» To do:
Put every line of the records below into a JSON list of strings, one string per line, leaving out blank lines and the pictures.

[Extracted records]
==============================

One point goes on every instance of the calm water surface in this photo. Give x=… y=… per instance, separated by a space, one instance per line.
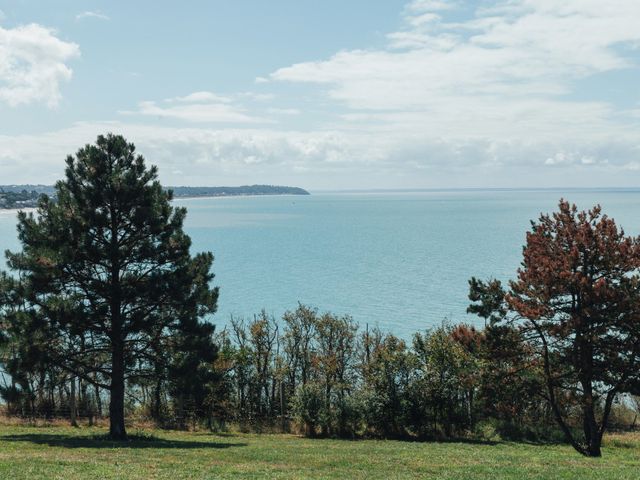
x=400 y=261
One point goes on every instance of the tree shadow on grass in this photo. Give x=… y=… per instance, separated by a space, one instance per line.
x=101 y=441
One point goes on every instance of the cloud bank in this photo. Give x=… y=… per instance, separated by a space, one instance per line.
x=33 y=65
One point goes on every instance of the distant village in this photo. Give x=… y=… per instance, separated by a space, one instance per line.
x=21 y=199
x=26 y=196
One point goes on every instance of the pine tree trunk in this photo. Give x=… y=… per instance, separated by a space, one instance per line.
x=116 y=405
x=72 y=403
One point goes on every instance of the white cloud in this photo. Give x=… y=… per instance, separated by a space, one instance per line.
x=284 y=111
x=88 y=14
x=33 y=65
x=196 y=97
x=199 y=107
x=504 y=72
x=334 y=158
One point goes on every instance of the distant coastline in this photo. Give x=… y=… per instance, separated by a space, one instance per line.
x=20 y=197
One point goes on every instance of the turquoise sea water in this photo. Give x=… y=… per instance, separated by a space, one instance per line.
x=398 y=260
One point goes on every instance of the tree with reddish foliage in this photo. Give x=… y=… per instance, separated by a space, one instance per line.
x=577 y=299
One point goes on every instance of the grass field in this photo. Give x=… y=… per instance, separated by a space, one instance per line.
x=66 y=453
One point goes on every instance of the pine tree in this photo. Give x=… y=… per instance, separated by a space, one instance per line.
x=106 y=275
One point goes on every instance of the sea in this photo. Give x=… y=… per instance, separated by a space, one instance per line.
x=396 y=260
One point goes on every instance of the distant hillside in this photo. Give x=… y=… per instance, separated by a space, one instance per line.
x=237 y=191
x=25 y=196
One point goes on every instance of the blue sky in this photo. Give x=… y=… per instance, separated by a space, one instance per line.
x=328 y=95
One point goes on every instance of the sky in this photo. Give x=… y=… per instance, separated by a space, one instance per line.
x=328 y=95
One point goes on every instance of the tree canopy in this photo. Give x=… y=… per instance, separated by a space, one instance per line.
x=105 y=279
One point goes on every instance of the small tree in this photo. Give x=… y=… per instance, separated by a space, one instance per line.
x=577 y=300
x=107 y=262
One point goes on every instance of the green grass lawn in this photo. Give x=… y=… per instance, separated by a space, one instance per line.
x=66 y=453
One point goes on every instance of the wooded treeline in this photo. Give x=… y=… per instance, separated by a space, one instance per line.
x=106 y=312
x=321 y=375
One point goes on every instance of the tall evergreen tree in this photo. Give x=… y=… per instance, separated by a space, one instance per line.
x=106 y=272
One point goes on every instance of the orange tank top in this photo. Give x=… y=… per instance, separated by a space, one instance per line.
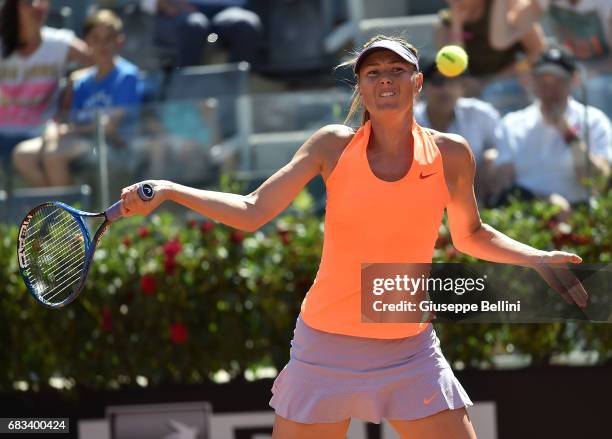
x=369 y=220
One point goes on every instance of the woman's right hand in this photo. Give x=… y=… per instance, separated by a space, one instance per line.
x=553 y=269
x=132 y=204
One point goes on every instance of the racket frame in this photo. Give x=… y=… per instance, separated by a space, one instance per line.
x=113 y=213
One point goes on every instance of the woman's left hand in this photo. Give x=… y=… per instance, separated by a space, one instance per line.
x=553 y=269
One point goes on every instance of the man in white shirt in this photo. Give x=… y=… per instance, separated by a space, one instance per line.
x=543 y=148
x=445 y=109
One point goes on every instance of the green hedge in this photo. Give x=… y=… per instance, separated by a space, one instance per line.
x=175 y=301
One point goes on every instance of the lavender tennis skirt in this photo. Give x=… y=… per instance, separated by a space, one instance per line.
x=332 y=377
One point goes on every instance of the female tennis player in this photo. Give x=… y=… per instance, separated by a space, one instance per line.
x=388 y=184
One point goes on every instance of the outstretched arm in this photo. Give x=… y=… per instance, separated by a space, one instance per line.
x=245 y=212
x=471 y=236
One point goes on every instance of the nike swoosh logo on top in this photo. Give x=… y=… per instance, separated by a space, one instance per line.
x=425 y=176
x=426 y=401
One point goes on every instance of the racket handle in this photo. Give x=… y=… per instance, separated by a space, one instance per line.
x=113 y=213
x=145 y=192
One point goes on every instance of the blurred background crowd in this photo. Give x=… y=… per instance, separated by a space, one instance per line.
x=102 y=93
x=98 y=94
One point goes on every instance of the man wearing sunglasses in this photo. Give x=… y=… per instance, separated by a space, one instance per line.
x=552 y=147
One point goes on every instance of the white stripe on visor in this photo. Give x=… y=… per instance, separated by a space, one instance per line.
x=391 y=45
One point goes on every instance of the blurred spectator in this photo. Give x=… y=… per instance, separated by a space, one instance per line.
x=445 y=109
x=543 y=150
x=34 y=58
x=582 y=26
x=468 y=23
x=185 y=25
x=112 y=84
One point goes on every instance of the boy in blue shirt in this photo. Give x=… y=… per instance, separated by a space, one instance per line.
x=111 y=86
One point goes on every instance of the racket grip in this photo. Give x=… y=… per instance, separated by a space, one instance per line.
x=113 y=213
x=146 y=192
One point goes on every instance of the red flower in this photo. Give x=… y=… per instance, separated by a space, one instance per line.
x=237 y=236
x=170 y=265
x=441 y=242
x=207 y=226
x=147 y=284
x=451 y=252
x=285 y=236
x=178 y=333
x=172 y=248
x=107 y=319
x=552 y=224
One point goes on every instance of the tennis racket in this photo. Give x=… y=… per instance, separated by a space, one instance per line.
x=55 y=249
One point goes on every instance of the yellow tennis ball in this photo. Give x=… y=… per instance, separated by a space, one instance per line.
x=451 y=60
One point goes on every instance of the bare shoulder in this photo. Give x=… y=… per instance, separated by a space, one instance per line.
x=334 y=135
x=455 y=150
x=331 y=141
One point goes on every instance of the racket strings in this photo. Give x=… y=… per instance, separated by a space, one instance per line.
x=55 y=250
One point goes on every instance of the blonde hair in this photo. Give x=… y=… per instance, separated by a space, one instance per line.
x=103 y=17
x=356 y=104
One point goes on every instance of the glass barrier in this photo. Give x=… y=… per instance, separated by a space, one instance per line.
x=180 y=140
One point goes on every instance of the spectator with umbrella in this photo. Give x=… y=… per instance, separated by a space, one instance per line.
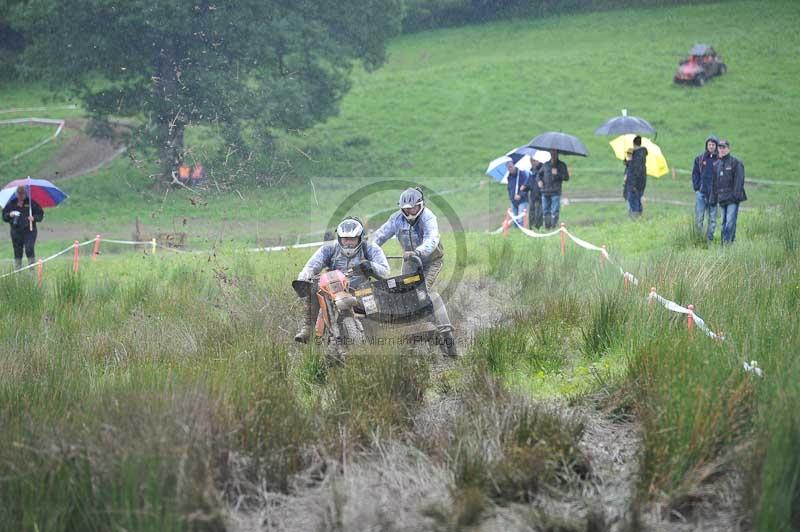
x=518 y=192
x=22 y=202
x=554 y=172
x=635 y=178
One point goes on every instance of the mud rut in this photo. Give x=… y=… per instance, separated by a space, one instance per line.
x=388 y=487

==============================

» Result of the exercise:
[
  "One point goes on every instance of the calm water surface in this photo. Give x=… y=… per instance, separated by a space, one instance per line.",
  "x=400 y=261",
  "One point goes on every instance of the tree shadow on grass in this photo. Give x=… y=… per instance, separated by a space, one instance per line.",
  "x=101 y=441",
  "One point goes on every instance of the cloud bank in this photo. Give x=… y=… per instance, separated by a space, one instance per line.",
  "x=33 y=65",
  "One point goes on every instance of the distant village in this photo. Give x=… y=… per instance, separated by a space, one instance per line.",
  "x=21 y=199",
  "x=26 y=196",
  "One point goes on every instance of the pine tree trunk in this photo. Give x=… y=… per instance, separated by a space, one instance per line.",
  "x=116 y=405",
  "x=72 y=403",
  "One point goes on every instance of the white cloud in this photo. Give x=… y=… per instance, separated by a space, one instance per line.",
  "x=284 y=111",
  "x=88 y=14",
  "x=33 y=65",
  "x=196 y=97",
  "x=199 y=107",
  "x=504 y=72",
  "x=334 y=158",
  "One point goes on every instance of the distant coastline in this photo. Give x=… y=… per instance, separated by a space, one instance per line.",
  "x=20 y=197",
  "One point goes on every instance of the turquoise sea water in this photo. Give x=… y=… per instance, separated by a space, one instance per line.",
  "x=398 y=260",
  "One point goes on every instance of the tree with reddish foliage in this photo. Give x=… y=… per instance, separated by a space, one instance per line.",
  "x=577 y=299",
  "One point goes on every instance of the grass field in this photo. Give x=… y=… per instance, separated by a space, one instance per line.",
  "x=66 y=453",
  "One point goes on every instance of the pine tree in this photo. Give x=… y=… per instance, separated by a space, one instance per line.",
  "x=106 y=275",
  "One point goes on every instance of the sea in this photo. Give x=… y=… per instance, separated by a space, one instance per line.",
  "x=396 y=260",
  "One point goes on every instance of the distant hillside in this photo. Give x=… y=… per instance, separated by a space, one instance per line.",
  "x=237 y=191",
  "x=25 y=196",
  "One point goes on every instance of the blue sky in this photo. Give x=… y=… per instance, separated by a space, one instance per line.",
  "x=328 y=95",
  "One point goes on every instance of the sky in this photo. Give x=… y=… per instance, separated by a space, one instance per line.",
  "x=328 y=95",
  "One point goes on every instance of the tree canopy in this photo. Give x=… y=… per instance, separated by a space, one instance per line.",
  "x=105 y=279",
  "One point goes on every instance of the small tree in this photo. Give x=… y=… per instance, separated by a space, one instance per line.",
  "x=577 y=300",
  "x=107 y=262",
  "One point goes on every instance of the green grass lawn in this photo. Give x=… y=… per instance, separated by a space, one instance per line.",
  "x=66 y=453",
  "One point goes on every instance of the wooded treeline in this photo. Give x=… y=… per instance, separated by a space, one instance per line.",
  "x=106 y=312",
  "x=321 y=375",
  "One point goes on every instance of the tall evergreen tree in this photo. Give x=… y=… per instance, separated by a space, one instance per line.",
  "x=106 y=272",
  "One point goes on every instance of the orange tank top in this photo. Give x=… y=… per instance, separated by a space, one instance per line.",
  "x=369 y=220",
  "One point goes on every instance of the woman's right hand in this photo. Give x=… y=… per instance, separated by a space, one instance per line.",
  "x=553 y=269",
  "x=132 y=204",
  "One point goes on every instance of the racket frame in this photo. Give x=… y=… per instance, separated by a space, one instance per line.",
  "x=113 y=213",
  "One point goes on every instance of the woman's left hand in this photo. Give x=… y=… per instance, separated by a space, one instance per line.",
  "x=553 y=269",
  "One point goes on every instance of the man in white shirt in this photo. Give x=… y=… per instance, separated by a space, one instance per line.",
  "x=543 y=148",
  "x=445 y=109",
  "One point goes on every instance of the green hedge in this photo. Give x=… y=… per instance, separated by a space, one instance per line.",
  "x=175 y=301",
  "One point goes on every instance of the lavender tennis skirt in this photo. Give x=… y=… per instance, separated by a space, one instance per line.",
  "x=332 y=377",
  "One point goes on every instance of the female tennis player in this photo. Give x=… y=… per instance, separated by a space, one instance per line.",
  "x=388 y=184",
  "One point goes on every instance of the outstretched arm in this photo. Give x=… y=… per instance, separated by a space, one instance per line.",
  "x=245 y=212",
  "x=471 y=236",
  "One point goes on every instance of the nike swoosh logo on top in this photo. Give x=… y=… per instance, separated by a space, one instance per line.",
  "x=425 y=176",
  "x=426 y=401",
  "One point goes on every instance of the racket handle in this photo. Give x=… y=… per instance, separated by a space, one instance per line.",
  "x=113 y=213",
  "x=145 y=192",
  "One point goes on every instance of the blurred background crowd in this photo. Give x=… y=… per instance, separated by a space, one instance per line.",
  "x=102 y=93",
  "x=98 y=94",
  "One point goes on every instance of the man wearing sunglasses in this photo. Give x=… y=… per instance, separated by a space, one instance per line.",
  "x=552 y=147",
  "One point goes on every instance of the white stripe on visor in this photo. Give x=… y=… per instance, separated by a space, one instance per line.",
  "x=391 y=45",
  "One point goes on every instance of the blurred spectator in this photo. Give x=… y=… per instance, separated by a space, one instance per line.",
  "x=445 y=109",
  "x=543 y=150",
  "x=34 y=58",
  "x=582 y=26",
  "x=468 y=23",
  "x=185 y=25",
  "x=112 y=84",
  "One point goes on every instance of the boy in blue shirt in this photo. Give x=… y=… per instance, separated by a space, one instance per line.",
  "x=111 y=86",
  "One point goes on every instance of the racket grip in this photo. Give x=… y=… per instance, separated by a space, one instance per line.",
  "x=113 y=213",
  "x=146 y=192",
  "One point goes on every instance of the red flower in this photo. Give x=… y=… per instance, separated by a space, one instance per line.",
  "x=237 y=236",
  "x=170 y=265",
  "x=441 y=242",
  "x=207 y=226",
  "x=147 y=284",
  "x=451 y=252",
  "x=285 y=236",
  "x=178 y=333",
  "x=172 y=248",
  "x=107 y=319",
  "x=552 y=224",
  "One point goes on every instance of the tennis racket in this photo. Give x=… y=… per instance, separated by a space, one instance per line.",
  "x=55 y=249",
  "One point goes on every instance of the yellow tennis ball in this photo. Give x=… y=… per instance, separated by a space, one instance per line.",
  "x=451 y=60",
  "One point goes on every instance of the bare shoulder in this photo. Give x=… y=… per instance, separated by a space, one instance per line.",
  "x=334 y=135",
  "x=455 y=150",
  "x=331 y=141",
  "One point goes on every instance of the racket strings in this photo. Give x=… y=… per instance, separated by a space, one instance per line.",
  "x=55 y=250",
  "One point goes on every instance of the blonde hair in this photo. Give x=… y=… per instance, separated by a space, one instance per line.",
  "x=103 y=17",
  "x=356 y=104",
  "One point goes on every instance of the glass barrier in this photo. Give x=… y=… per instance, separated by a space, one instance per line.",
  "x=180 y=140",
  "One point goes on every instance of the spectator with umbrella in this photo. Give x=… y=… per instance, separated by a space, one instance per line.",
  "x=518 y=192",
  "x=22 y=202",
  "x=554 y=172",
  "x=635 y=178",
  "One point goes on every instance of the mud rut in this photo. Give x=… y=… per instance, separated by a space, one instance per line.",
  "x=388 y=487"
]